***** Data extract *****
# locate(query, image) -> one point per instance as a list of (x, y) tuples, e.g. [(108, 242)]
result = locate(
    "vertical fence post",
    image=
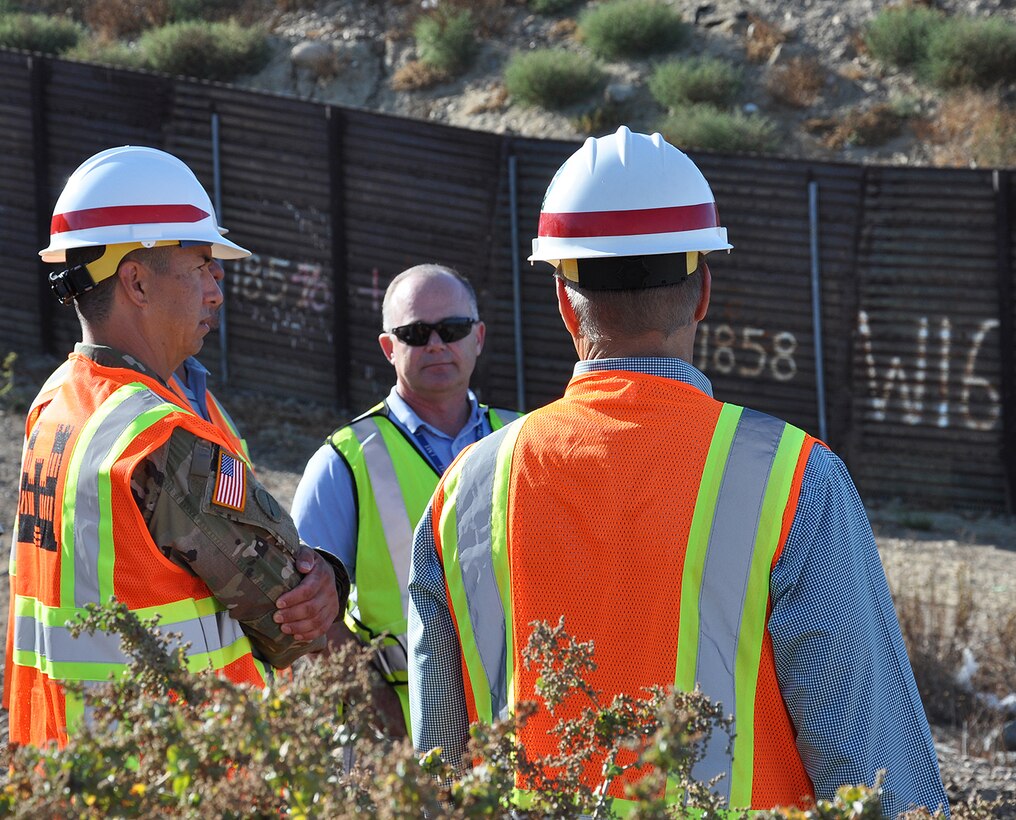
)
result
[(340, 297), (813, 222), (1001, 181), (516, 286), (39, 70), (216, 191)]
*****
## Exercise goal
Rewrite the records with "vertical fence post" replaced by "upright fence post" and everything else kept the same. Leave the pictures out.

## Answer
# locate(query, image) -> one point per instance as a list of (x, y) tuples, e.g. [(108, 242)]
result = locate(
    "upright fence post",
    image=
)
result
[(340, 297), (813, 222), (1001, 181), (516, 286), (39, 70), (216, 191)]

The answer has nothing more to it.